Goal of the exercise:
Output the records again verbatim.

Input records:
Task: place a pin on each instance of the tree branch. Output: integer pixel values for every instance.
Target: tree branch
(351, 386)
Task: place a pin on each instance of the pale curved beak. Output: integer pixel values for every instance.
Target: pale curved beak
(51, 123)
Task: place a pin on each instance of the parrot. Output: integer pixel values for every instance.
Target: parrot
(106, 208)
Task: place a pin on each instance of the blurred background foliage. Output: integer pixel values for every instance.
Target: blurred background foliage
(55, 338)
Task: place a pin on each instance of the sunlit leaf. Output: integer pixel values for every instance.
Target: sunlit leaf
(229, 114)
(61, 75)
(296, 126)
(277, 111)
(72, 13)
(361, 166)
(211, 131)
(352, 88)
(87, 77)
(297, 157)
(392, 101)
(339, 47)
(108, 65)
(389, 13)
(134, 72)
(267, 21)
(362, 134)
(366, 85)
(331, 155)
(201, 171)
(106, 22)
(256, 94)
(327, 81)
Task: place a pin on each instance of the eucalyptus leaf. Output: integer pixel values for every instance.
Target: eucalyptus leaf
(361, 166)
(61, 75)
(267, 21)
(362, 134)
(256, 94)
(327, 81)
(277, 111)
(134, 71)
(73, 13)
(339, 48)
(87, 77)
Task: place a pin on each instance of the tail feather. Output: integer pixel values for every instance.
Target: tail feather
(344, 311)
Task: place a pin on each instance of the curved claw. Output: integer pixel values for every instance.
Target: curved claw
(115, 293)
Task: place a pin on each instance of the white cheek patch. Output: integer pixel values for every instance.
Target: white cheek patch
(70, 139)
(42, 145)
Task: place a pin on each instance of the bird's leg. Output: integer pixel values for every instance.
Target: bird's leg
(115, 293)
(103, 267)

Exercise answer:
Task: place a pin on each instance of the tree branch. Output: integer pixel values for every instance.
Target: tree branch
(351, 386)
Task: place a pin on each instance of the pale curved beak. Output: integer pixel values for every instance.
Target: pale curved beak
(51, 123)
Task: place a pin on each instance of the parrot. Output: integer pixel values for every instance.
Target: parrot
(106, 208)
Task: place a pin on each instance of the blurred background foliage. Output: integer pixel values for every instance.
Target: blurred background foliage
(55, 338)
Task: place a pin on each instance of the sunlit leaf. Output: integer pixel values for every instance.
Target: sunlit leaf
(229, 114)
(61, 75)
(296, 126)
(277, 111)
(72, 13)
(361, 166)
(211, 131)
(352, 88)
(87, 77)
(297, 157)
(392, 101)
(339, 47)
(108, 65)
(389, 13)
(134, 72)
(267, 21)
(362, 134)
(366, 85)
(331, 155)
(201, 171)
(106, 22)
(256, 94)
(327, 81)
Task: place a pin on each instance of the eucalyptus leaf. Output: integer pixel values for every instance.
Target: eucalyptus leaf
(361, 166)
(61, 75)
(267, 21)
(362, 134)
(256, 94)
(327, 81)
(277, 111)
(134, 71)
(73, 13)
(339, 48)
(87, 77)
Task: place a pin on each instance of the tail feather. Output: integer pixel values for every instance.
Target: tail feather
(344, 311)
Task: place a pin on each instance of the curved claw. Output: integer pixel values for every instance.
Target: curved claw
(115, 293)
Task: place a pin on each instance of the white cheek patch. Output: integer pixel values for every instance.
Target: white cheek patch
(70, 139)
(42, 145)
Task: place a pin on each instance of the bird's leg. Output: integer pixel values for every instance.
Target: bird's leg
(115, 293)
(103, 267)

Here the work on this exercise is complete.